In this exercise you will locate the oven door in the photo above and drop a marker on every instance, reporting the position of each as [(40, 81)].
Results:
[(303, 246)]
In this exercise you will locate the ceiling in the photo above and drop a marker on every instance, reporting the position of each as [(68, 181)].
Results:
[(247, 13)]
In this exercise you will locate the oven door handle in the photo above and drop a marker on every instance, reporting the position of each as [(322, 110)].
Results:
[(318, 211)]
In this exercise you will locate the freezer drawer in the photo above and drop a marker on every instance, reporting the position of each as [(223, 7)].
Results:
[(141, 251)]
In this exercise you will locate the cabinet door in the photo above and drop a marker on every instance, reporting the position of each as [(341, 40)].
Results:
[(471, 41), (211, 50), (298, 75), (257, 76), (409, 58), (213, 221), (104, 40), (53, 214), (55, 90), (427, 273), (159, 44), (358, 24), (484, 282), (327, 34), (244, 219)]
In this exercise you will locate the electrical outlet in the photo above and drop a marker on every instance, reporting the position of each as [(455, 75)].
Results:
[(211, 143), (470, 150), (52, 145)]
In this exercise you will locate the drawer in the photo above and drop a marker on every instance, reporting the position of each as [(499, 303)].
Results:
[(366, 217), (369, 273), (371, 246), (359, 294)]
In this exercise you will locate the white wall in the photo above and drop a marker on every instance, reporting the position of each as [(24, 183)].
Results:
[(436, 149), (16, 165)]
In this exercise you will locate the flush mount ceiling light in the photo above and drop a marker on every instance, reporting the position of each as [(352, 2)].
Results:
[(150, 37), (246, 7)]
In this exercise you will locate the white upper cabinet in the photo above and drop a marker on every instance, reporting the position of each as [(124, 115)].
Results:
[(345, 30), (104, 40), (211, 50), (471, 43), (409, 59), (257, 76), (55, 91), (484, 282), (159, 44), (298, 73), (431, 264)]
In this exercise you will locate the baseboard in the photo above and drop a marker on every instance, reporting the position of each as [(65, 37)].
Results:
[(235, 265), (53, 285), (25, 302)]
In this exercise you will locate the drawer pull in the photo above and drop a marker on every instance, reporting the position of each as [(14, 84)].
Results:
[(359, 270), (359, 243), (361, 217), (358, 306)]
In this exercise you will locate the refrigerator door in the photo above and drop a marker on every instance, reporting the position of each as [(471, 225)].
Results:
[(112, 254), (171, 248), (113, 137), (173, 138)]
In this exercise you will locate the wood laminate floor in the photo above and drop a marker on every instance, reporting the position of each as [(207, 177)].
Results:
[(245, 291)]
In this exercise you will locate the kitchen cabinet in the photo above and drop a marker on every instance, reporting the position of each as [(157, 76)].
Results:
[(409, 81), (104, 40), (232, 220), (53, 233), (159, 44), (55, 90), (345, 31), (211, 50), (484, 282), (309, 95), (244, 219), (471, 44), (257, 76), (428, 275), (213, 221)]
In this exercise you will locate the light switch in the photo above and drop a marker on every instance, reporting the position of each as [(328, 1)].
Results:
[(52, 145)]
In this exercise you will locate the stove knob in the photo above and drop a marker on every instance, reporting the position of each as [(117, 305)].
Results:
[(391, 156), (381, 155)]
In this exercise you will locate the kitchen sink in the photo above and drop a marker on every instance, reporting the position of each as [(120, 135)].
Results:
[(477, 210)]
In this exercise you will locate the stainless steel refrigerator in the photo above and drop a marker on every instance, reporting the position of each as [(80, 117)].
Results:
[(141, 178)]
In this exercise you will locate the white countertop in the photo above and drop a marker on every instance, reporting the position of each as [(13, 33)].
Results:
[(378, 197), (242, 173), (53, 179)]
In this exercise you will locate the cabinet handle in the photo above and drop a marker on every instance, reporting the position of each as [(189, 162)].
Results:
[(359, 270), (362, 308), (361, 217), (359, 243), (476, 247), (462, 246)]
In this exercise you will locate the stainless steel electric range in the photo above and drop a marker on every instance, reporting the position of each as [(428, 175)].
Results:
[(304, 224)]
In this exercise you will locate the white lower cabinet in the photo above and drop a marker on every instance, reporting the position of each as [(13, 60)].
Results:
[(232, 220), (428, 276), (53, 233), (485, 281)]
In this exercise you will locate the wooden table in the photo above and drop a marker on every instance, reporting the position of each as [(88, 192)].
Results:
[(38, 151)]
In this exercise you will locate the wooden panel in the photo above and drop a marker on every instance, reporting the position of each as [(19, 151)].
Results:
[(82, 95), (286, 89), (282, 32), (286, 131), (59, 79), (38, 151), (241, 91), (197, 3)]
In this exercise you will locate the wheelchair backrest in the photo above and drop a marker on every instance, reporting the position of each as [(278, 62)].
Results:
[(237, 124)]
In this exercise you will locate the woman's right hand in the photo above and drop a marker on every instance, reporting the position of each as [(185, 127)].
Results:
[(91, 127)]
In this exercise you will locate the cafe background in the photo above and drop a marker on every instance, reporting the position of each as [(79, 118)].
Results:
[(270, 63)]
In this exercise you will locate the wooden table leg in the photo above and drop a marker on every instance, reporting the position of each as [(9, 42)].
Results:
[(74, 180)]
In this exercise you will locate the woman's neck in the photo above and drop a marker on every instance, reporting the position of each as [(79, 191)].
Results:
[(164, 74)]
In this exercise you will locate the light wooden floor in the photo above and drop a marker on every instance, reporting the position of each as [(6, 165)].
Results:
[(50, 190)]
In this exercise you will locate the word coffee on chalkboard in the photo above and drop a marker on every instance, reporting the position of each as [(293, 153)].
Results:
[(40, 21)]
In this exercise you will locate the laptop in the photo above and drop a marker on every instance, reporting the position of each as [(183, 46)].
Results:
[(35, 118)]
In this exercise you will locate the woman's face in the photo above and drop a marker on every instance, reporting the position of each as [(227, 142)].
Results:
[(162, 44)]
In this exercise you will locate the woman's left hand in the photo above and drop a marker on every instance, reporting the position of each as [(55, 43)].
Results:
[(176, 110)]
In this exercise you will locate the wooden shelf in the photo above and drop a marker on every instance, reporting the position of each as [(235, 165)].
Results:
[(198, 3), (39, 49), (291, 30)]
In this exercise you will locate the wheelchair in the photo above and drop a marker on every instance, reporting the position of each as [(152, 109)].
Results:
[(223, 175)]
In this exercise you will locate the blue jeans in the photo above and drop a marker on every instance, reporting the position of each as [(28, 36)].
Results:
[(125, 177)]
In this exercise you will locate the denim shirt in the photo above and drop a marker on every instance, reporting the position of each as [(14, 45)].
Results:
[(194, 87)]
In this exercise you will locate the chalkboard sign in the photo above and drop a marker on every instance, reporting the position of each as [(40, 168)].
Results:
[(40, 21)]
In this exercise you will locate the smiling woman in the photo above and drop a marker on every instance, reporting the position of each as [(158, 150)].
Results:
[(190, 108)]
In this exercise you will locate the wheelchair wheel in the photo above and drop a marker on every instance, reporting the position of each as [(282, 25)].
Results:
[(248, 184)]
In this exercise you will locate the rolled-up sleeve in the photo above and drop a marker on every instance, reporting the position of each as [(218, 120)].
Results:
= = = = = = =
Try it ▸ Could you give the data again, word for word?

Response to this task ▸
In this exercise you will locate the oven door in the photo above and drop a marker on every instance, reporting the position of each as [(40, 81)].
Results:
[(303, 246)]
In this exercise you will locate the ceiling in the photo above and drop a marker on every instance, reporting the position of each as [(68, 181)].
Results:
[(247, 13)]
In this exercise you will locate the oven door handle in the photo above and drop a marker on every instance, reporting the position of each as [(322, 110)].
Results:
[(318, 211)]
In this exercise you will locate the freezer drawer in the photo above and drop a marker on every instance, reporting the position of each as [(223, 7)].
Results:
[(141, 251)]
In this exercise you will locate the cabinet door in the photo above and drop a marker on every instance, reporting the position of each as [(341, 40)].
Results:
[(471, 41), (211, 50), (298, 75), (257, 76), (409, 58), (213, 221), (104, 40), (53, 214), (55, 90), (427, 273), (159, 44), (358, 24), (484, 282), (327, 34), (244, 219)]
In this exercise you will locate the electrical outlet in the photo above and drop a marker on every instance, reporting the position of each as [(455, 75)].
Results:
[(211, 143), (470, 150), (52, 145)]
In this exercise you will locate the drawer in the photo above and drop a marker on every instance, reporting the position of each as [(499, 303)].
Results:
[(366, 217), (369, 273), (371, 246), (359, 294)]
In this exercise you will locate the white wall in the photo above and drop a marker on every instance, reporting the position of each as [(24, 183)].
Results:
[(436, 149), (16, 165)]
In this exercise you will locate the flush mount ceiling light in the photo above and drop a marker on every instance, reporting the position of each as [(352, 2)].
Results:
[(150, 37), (246, 7)]
In this exercise you will locate the white upper cabinet in the photo above and drop a marker on every instance, reporting the position of each as [(124, 115)].
Results:
[(345, 30), (104, 40), (211, 50), (471, 43), (409, 59), (257, 76), (55, 91), (484, 282), (159, 44), (298, 73), (431, 264)]
In this exercise you will locate the baseboard in the photo above and drop a marker on every instance, reporting the position of each as [(65, 37)].
Results:
[(235, 265), (53, 285), (25, 302)]
In this exercise you will locate the drawer pull in the photo above and drop a marker on every instance, reporting the position of each as [(14, 84)].
Results:
[(359, 270), (359, 243), (361, 217), (358, 306)]
In this exercise you will locate the refrigerator door in the photo above and drop a marker on every instance, reporting the position of each as [(471, 225)].
Results:
[(112, 254), (171, 248), (113, 137), (173, 138)]
In this exercise you will locate the wood laminate floor in the photo above and drop a marker on every instance, reporting the position of each as [(207, 177)].
Results:
[(245, 291)]
In this exercise you will locate the kitchen cabinet in the photo above and drop a marker on every instance, reporting the position of each as [(157, 76)].
Results:
[(409, 81), (104, 40), (232, 220), (53, 233), (159, 44), (55, 90), (345, 31), (211, 50), (484, 282), (309, 95), (244, 219), (471, 44), (257, 76), (428, 275), (213, 221)]
In this exercise you will locate the light switch in the photo above and drop a marker on every instance, reporting the position of each as [(328, 1)].
Results:
[(52, 145)]
In this exercise you will locate the stove knob in the photo above and drop a marker on every instance, reporting the position of each as [(117, 305)].
Results:
[(391, 156), (381, 155)]
In this exercise you will locate the kitchen sink in the photo above and drop a marker on every instance, reporting the position of each as [(120, 135)].
Results:
[(477, 210)]
In this exercise you will locate the stainless steel refrigerator in the photo above and drop a marker on every instance, reporting the position of each as [(80, 117)].
Results:
[(141, 178)]
In this exercise you will locate the white countertop in the photo above and drop a marker on every instance, reporting the position of each as [(13, 33)].
Results:
[(378, 197), (242, 173), (53, 179)]
In this exercise you will locate the cabinet handle in the photo above and drop a marker on every instance, reporting the position of each as [(189, 162)].
Results:
[(359, 270), (362, 308), (361, 217), (359, 243), (476, 247), (462, 246)]
In this exercise you will locate the stainless steel electric range in the photo above and drop a marker on every instance, reporting the position of each as [(428, 175)].
Results:
[(304, 224)]
In this exercise you will locate the white lower cabinet in the photo above and drop a marker on every instance, reporting the position of each as [(13, 60)].
Results:
[(232, 220), (428, 276), (53, 233), (485, 281)]
In this exercise you will locate the wooden table in the photo above and drop a marker on every instance, reporting the position of each as [(88, 192)].
Results:
[(38, 151)]
In this exercise you will locate the wooden panel in the photo above and drop a marker on every instance, reporting the position of each as [(19, 151)].
Results:
[(82, 95), (286, 89), (282, 32), (286, 131), (59, 79), (38, 151), (241, 91), (197, 3)]
In this exercise you will locate the wheelchair backrest in the photo above and drop a marker on every instance, reporting the position of each as [(278, 62)].
Results:
[(237, 124)]
In this exercise you will locate the woman's right hand in the photo above and drop a marker on every instance, reporting the position of each as [(185, 127)].
Results:
[(91, 127)]
In this exercise you will locate the cafe background in the photo above and drop a marker on every instance, reporting the position of each as [(79, 118)].
Results:
[(270, 63)]
In this exercise you will locate the wooden table leg in the photo above and drop a marker on every instance, reporting the position of each as [(9, 42)].
Results:
[(74, 180)]
In this exercise you will locate the woman's neck in the photo above and drop a marker on every instance, reporting the position of each as [(79, 191)].
Results:
[(164, 74)]
In this exercise you will locate the light wooden floor in the photo above and drop a marker on every instance, reporting the position of each as [(6, 165)].
Results:
[(50, 190)]
In this exercise you will locate the word coffee on chalkboard in the photo above and drop a marker on every instance, reporting the position of each as [(293, 153)].
Results:
[(40, 21)]
In this exercise you will locate the laptop in the photo above and drop a marker on every instance, reporting the position of each as [(183, 46)].
Results:
[(35, 118)]
In this exercise you will locate the woman's face in the photo above and drop a marker on every instance, reporting the position of each as [(227, 142)].
Results:
[(162, 44)]
In this exercise you will locate the woman's left hand in the photo above and drop a marker on every instance, reporting the position of each as [(55, 43)].
Results:
[(176, 110)]
In this exercise you will locate the wooden shelf in the photo above and drop a marker on every instance, reporting the position of each as [(235, 165)].
Results:
[(198, 3), (39, 49), (291, 30)]
In this exercise you will locate the wheelchair in the photo above and drop a marker on every instance, reporting the position of each as [(152, 109)].
Results:
[(223, 175)]
In this exercise you will locate the blue jeans in the photo above and drop a marker on every instance, reporting the position of each as [(28, 36)].
Results:
[(125, 177)]
In this exercise you will locate the denim shirt in the photo above and drop a marker on every instance, reporting the position of each as [(14, 45)].
Results:
[(194, 87)]
In this exercise you will locate the chalkboard sign in the photo above and drop a marker on every instance, reporting the position of each as [(40, 168)].
Results:
[(40, 21)]
In this exercise you will locate the smiling woman in the photo above and drop a marker on every instance, reporting the position of each as [(158, 150)].
Results:
[(190, 108)]
In this exercise you will locate the wheelchair wheel in the photo above and drop a marker on every instance, reporting the position of each as [(282, 25)].
Results:
[(248, 184)]
In this exercise you will locate the rolled-up sleeve in the photo above and drop a marker on every instance, reporting the position of each as [(218, 120)].
Results:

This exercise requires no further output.